### CONSIGNES
1) Reproduisez le passage de l'article sur les 10 milliards d'euros d'économies compris entre « 10 milliards d'euros d'économies » et « tente de minimiser. », bornes incluses.
2) Rédigez la suite de l'article sur les 10 milliards d'euros d'économies, à partir de sa dernière phrase.

### EXTRAIT DU TEXTE
^^^^^^^^

10 milliards d'euros d'économies : le détail des politiques qui vont être affectées

Le décret annulant 10 milliards d'euros de crédits dans le budget de l'État pour 2024 est paru ce 22 février. Il détaille l'ensemble des postes qui vont être touchés par le tour de vis décidé par l'exécutif. Nombre d'entre eux concernent des politiques publiques dans lesquelles les collectivités sont engagées. Bercy tente de minimiser.

Bruno Le Maire, ministre de l'Économie et des Finances, l'avait promis pour "cette semaine". Les choses n'ont effectivement pas traîné. C'est au Journal officiel de ce 22 février qu'est paru le décret annulant 10 milliards d'euros de crédits dans le budget de l'État pour tirer les conséquences de la révision de la croissance française de 1,4% à 1% en 2024 , et donc d'une prévision de recettes fiscales moins élevées que prévu.

Les 10 milliards d'euros correspondent à "une économie exigeante, rapide, mais faisable", a déclaré Bercy à la presse, peu après la publication du décret. "On est essentiellement dans des montants qui correspondent à des crédits libres d'emploi, à de la réserve qui était dans les ministères. Après cette annulation de crédits, au total et dans la plupart des programmes, on est sur des crédits qui continuent à augmenter par rapport à 2023", a souligné l'entourage du ministre délégué chargé des comptes publics, Thomas Cazenave.

^^^^^^^^

### DONNÉES PRÉSENTÉES
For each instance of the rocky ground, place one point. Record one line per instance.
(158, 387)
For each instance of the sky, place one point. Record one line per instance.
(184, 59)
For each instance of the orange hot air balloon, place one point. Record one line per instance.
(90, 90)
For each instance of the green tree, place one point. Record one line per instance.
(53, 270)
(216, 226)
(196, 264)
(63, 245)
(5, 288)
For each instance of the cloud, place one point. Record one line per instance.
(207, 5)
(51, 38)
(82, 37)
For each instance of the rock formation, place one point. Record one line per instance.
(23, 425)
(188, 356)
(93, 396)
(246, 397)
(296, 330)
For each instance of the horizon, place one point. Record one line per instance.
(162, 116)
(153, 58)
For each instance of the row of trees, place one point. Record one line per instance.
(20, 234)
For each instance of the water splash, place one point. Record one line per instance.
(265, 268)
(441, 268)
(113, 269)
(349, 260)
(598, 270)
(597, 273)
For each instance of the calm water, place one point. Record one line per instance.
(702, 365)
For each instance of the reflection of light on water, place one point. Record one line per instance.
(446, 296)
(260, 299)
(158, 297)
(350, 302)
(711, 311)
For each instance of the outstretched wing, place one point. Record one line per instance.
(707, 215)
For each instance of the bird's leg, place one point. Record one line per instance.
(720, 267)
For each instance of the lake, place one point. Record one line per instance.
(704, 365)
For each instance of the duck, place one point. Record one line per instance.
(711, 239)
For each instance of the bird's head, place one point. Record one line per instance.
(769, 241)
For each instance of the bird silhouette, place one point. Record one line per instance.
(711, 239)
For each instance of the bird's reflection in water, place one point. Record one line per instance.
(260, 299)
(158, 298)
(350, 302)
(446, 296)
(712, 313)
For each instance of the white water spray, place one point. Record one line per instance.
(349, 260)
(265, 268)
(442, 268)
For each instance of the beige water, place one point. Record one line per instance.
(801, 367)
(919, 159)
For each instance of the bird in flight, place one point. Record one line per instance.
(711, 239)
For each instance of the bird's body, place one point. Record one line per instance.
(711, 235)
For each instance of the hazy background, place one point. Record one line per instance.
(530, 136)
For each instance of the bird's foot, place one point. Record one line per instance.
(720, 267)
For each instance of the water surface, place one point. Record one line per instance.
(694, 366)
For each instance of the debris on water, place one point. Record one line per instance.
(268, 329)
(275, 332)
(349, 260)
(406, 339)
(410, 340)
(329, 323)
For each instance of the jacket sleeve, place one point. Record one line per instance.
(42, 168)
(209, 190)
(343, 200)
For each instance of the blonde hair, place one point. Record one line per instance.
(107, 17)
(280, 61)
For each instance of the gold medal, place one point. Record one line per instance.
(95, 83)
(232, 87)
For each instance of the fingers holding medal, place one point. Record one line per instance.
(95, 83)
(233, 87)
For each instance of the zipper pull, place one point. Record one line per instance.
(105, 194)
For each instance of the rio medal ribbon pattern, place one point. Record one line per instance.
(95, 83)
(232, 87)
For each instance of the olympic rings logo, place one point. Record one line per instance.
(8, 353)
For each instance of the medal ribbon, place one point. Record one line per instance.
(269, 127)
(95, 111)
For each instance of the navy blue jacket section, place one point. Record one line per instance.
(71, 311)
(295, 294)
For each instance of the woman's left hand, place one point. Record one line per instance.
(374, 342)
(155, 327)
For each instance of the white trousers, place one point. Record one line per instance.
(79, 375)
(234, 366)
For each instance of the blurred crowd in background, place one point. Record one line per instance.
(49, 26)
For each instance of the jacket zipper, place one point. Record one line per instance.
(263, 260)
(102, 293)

^^^^^^^^

### CORRIGÉS
1)
10 milliards d'euros d'économies : le détail des politiques qui vont être affectées

Le décret annulant 10 milliards d'euros de crédits dans le budget de l'État pour 2024 est paru ce 22 février. Il détaille l'ensemble des postes qui vont être touchés par le tour de vis décidé par l'exécutif. Nombre d'entre eux concernent des politiques publiques dans lesquelles les collectivités sont engagées. Bercy tente de minimiser.

2)
"Fonds vert stabilisé"

S'agissant des crédits de l'État aux collectivités locales, "l'essentiel" – à savoir la dotation globale de fonctionnement (DGF), les dotations de soutien à l'investissement, ou encore le fonds de compensation pour la taxe sur la valeur ajoutée (FCTVA) – est "sanctuarisé", souligne-t-on à Bercy. "La politique de cohésion des territoires et en faveur des ruralités sera [elle aussi] préservée, huit mois après l’annonce de France Ruralités", complète un proche de Dominique Faure, la ministre déléguée chargée des collectivités territoriales.

Le fonds vert qui vise à soutenir les projets des collectivités en faveur de la transition écologique ne sera toutefois pas de 2,5 milliards d'euros en 2024, comme prévu initialement. Dans le détail, les crédits de paiement inscrits dans la loi de finances pour 2024 pour financer le dispositif (1,124 milliard d'euros) vont être amputés de 430 millions d'euros (soit une baisse de 38%), un montant supérieur donc aux 400 millions d'euros annoncés en début de semaine. Mais, tant dans l'entourage de Thomas Cazenave que de celui de Dominique Faure, on retient surtout que le fonds est "stabilisé" en 2024, à près de 2 milliards d'euros en autorisations d'engagement (soit le montant de 2023).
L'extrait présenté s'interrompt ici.